Look through the data below for the line with "of the tower", and transcribe it exactly together with each line after it up to and including the line with "the stone foundation". Give nothing else.

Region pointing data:
=== Begin Enclosure ===

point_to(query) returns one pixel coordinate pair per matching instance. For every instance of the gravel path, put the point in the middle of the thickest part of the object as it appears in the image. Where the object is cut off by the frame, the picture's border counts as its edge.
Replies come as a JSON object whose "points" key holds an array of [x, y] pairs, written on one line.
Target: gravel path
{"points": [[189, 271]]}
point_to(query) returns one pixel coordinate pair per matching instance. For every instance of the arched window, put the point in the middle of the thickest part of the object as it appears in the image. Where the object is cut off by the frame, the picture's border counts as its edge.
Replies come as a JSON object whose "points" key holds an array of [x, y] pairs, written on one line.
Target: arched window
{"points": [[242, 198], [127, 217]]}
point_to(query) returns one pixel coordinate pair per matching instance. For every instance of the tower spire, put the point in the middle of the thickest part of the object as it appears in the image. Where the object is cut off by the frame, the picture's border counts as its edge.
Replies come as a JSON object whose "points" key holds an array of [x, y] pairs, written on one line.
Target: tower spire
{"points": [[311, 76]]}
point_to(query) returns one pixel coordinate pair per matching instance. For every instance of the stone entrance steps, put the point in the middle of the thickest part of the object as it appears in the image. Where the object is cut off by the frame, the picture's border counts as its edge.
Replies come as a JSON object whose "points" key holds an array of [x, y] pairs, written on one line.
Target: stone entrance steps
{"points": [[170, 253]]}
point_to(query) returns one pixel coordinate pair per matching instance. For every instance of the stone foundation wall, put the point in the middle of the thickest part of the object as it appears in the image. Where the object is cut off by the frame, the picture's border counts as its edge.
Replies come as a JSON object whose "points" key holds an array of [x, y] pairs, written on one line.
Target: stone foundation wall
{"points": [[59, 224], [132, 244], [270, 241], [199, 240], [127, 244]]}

=== End Enclosure ===

- Completed task:
point_to(query) returns one pixel coordinate pair per matching instance. For every instance of the tower spire, put the point in the middle of the thickest part of the object as it appears in the image. Where the object is cut off by the frame, the picture's border counts as its edge.
Replies come as a JSON object whose "points" key holds an array of [x, y] pairs, written on one line.
Target: tower spire
{"points": [[311, 76]]}
point_to(query) returns one pixel coordinate pair per matching instance. For every instance of the stone entrance steps, put the point in the middle of the thickest part of the object as it appears in the image. Where the object is cut off by the frame, the picture's border counts as its edge.
Replies come as a JSON object whose "points" key holds an array of [x, y] pairs, written on one line.
Target: stone entrance steps
{"points": [[170, 253]]}
point_to(query) returns one pixel coordinate pair per matching instance. For every instance of the stone foundation wall, put the point in the middle of the thickest part of the object as it appears in the image. Where the object is cut off by the frame, the picture's border counts as its edge.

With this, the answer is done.